You should also take a good multi-vitamin and mineral preparation.
To cut down on your intake of Pick-Me-Up's, remove them from the house, and any other place that is within easy reach. Do not forget to clear your desk drawer at work, and the glove compartment of the car. Even though you want to reduce your sugar, caffeine, or tobacco, just the sight of a cookie can lead you to eat it; just the sight of a soft drink might lead you to drink it -- before you even have a chance to stop yourself.
Allergy is a major source of stress for some of us. If there are certain things that trigger YOUR allergies, you should avoid them.
9. START AN ENJOYABLE EXERCISE - REST YOUR MIND
Begin an exercise that you enjoy, Preferably, do something that brings you into contact with other people. The value of such exercise, three times a week for 20 minutes to two hours, can not be over emphasized. Enjoyable exercise, in moderation, boosts your HAPPY MESSENGERS in a smooth sustained fashion. It will make you feel better right away!
Exercise has another beneficial effect. Most people, when exercising, do not worry. They are actually resting the nerve cells in the brain that worry, giving those cells time to renew their stores of HAPPY MESSENGERS, so they can function normally the next time they are needed.
There are other ways of "resting your mind". Dancing, listening to music, reading, working on a craft, playing a musical instrument, meditation, self relaxation, and biofeedback also relieve stress. Any activity which concentrates your attention on a subject other than life's problems will help rest your mind. This rests the "Problem Solving" part of your brain, allowing it to regenerate HAPPY MESSENGERS and renew itself.
Tranquilizers and calmatives will prevent your body from restoring its Happy Messengers. Unlike Pick-Me-Up's, which can usually be taken in modest amounts without harm, Put-Me-Down's should be avoided altogether.
By reducing your stress load, stabilizing your blood sugar, improving your diet, avoiding allergies, and getting some exercise, you will find you will not want tranquilizers and calmatives.
Before stopping any prescription medicine, however, always, check with your doctor. We do not want you to accidentally stop a heart medicine or anti-epilepsy medication. Also, many of the Put-Me-Down's must be tapered down slowly, rather than stopped abruptly. Ask your doctor before you make any change in medication.
(If someone has given you Put-Me-Down's to help you sleep, particularly the ones in the Valium family, you may have a real problem stopping them. They are best tapered off very slowly, and under medical supervision. Even then, the withdrawal symptoms from these drugs are very unpleasant. The chief withdrawal symptoms is inability to sleep, and vivid disturbing dreams. If you try to stop them on your own, you may experience sleeplessness that is worse than ever! Then you may erroneously conclude that you need more, not less of the Put-Me-Down! It is very easy to be trapped by Put-Me-Down's.)
If you have done all of the preceding and still have significant symptoms of OVERSTRESS:
Aches and pains
Lack of enjoyment of life
THEN IT IS TIME YOU OBTAINED SOME ASSISTANCE...
OVERSTRESS that you can not clear up yourself may be the earliest warning sign of some hidden illness.
Calcium imbalance (too much or too little)
Manic-depression (Bi-polar disorder)
These are examples of physical illnesses that you might not be aware of - but which cause enough stress on your body to create OVERSTRESS.
Your doctor should do a thorough history, and a complete physical examination, including tests on blood and urine. The automated blood testing machines can do a complete blood count, as well as measure your thyroid function, liver enzymes, kidney function, calcium and phosphorus, iron and blood sugar for a very reasonable price.
So, if your symptoms are not getting better with the TEN SIMPLE STEPS -- be sure to see your doctor.

PROBLEMS AND TASKS:
**a)** Answer each question about the stress text on its own line, marked (i), (ii), (iii).
(i) How often and for how long does the text say to do an enjoyable exercise?
(ii) Besides the house, which two places does it say to clear of Pick-Me-Up's?
(iii) Which two illnesses does it list as examples?
**b)** Rewrite the part of the stress text from "9. START AN" to "they are needed.", changing "HAPPY MESSENGERS" to "feel-good chemicals".

DATASET ENTRIES:
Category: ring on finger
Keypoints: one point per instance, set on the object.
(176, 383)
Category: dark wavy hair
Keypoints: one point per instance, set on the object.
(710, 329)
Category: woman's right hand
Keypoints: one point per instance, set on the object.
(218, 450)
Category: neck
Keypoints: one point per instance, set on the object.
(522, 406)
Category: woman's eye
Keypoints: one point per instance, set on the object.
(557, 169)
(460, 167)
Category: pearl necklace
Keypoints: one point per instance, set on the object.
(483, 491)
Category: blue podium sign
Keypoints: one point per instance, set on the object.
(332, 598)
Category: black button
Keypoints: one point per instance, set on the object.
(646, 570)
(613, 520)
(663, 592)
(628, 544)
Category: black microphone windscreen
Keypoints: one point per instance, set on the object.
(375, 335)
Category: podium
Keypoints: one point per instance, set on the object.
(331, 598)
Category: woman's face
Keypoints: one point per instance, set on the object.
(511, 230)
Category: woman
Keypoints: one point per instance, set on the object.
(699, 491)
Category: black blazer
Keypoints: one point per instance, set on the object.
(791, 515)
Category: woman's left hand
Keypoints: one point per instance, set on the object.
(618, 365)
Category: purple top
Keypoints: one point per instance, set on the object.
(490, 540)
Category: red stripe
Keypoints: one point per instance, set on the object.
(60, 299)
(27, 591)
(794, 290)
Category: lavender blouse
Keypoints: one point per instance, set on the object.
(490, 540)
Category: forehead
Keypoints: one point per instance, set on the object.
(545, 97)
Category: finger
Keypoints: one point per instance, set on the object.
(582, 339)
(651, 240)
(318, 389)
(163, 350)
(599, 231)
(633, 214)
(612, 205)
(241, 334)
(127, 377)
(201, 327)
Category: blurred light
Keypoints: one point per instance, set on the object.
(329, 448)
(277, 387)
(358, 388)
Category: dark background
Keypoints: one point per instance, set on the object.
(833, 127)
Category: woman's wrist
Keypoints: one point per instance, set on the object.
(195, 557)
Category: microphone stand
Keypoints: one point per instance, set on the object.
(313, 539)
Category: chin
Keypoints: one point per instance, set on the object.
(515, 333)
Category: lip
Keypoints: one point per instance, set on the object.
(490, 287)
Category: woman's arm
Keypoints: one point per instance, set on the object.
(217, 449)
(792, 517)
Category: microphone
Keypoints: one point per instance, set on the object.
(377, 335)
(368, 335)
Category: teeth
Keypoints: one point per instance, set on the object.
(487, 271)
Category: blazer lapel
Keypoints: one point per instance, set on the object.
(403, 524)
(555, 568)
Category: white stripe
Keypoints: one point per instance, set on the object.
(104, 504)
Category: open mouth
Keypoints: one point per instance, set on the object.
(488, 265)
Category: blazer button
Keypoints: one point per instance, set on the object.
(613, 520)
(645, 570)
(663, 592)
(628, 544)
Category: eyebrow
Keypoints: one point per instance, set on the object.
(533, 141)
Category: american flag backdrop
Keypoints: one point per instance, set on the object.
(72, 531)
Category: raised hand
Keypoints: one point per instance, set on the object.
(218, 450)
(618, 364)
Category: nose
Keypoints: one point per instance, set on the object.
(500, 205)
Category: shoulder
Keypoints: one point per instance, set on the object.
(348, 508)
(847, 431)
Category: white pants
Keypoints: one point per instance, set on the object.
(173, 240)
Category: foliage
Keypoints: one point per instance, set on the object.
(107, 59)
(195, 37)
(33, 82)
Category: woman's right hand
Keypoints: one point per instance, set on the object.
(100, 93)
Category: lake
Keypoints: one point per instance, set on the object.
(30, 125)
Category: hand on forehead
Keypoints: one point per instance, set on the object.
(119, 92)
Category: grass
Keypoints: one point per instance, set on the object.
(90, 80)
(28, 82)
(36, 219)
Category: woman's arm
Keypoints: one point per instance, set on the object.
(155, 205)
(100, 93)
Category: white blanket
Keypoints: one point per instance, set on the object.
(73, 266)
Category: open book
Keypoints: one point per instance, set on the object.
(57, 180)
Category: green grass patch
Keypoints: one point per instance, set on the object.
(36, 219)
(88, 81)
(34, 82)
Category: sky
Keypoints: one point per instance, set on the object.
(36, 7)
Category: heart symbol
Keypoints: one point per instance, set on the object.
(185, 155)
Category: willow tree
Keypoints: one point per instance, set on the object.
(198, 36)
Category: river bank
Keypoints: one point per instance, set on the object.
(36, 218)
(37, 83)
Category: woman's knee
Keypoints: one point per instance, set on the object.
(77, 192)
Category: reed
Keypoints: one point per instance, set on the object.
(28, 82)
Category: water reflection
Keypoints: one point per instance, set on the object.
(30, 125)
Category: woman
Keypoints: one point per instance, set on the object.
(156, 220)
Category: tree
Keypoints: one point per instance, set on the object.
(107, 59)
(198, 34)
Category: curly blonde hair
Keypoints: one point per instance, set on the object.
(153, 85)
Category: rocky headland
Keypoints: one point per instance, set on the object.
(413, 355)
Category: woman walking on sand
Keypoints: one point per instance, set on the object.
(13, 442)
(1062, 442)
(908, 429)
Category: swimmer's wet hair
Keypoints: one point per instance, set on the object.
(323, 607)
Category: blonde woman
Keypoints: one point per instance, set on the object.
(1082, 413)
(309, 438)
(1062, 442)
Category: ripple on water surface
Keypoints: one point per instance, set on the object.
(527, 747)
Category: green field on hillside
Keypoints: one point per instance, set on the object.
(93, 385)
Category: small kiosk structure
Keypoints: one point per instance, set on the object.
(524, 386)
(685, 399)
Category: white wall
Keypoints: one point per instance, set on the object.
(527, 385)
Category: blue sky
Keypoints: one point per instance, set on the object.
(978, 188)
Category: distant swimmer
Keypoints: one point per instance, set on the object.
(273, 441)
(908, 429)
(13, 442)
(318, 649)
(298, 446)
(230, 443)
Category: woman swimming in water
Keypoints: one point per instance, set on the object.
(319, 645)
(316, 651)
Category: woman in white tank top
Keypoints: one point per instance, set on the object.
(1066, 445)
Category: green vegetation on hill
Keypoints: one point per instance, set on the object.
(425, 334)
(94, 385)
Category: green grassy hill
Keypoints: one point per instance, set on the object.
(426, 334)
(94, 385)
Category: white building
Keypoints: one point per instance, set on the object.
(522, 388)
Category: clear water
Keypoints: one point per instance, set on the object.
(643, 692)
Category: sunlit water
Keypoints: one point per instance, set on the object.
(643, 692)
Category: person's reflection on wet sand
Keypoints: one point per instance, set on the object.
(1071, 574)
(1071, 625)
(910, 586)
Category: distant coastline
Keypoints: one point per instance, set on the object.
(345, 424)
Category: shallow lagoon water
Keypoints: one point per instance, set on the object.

RESULTS IN ORDER:
**a)**
(i) Three times a week, for 20 minutes to two hours.
(ii) Your desk drawer at work and the glove compartment of the car.
(iii) Calcium imbalance (too much or too little) and manic-depression (bipolar disorder).

**b)**
9. START AN ENJOYABLE EXERCISE - REST YOUR MIND
Begin an exercise that you enjoy, Preferably, do something that brings you into contact with other people. The value of such exercise, three times a week for 20 minutes to two hours, can not be over emphasized. Enjoyable exercise, in moderation, boosts your feel-good chemicals in a smooth sustained fashion. It will make you feel better right away!
Exercise has another beneficial effect. Most people, when exercising, do not worry. They are actually resting the nerve cells in the brain that worry, giving those cells time to renew their stores of feel-good chemicals, so they can function normally the next time they are needed.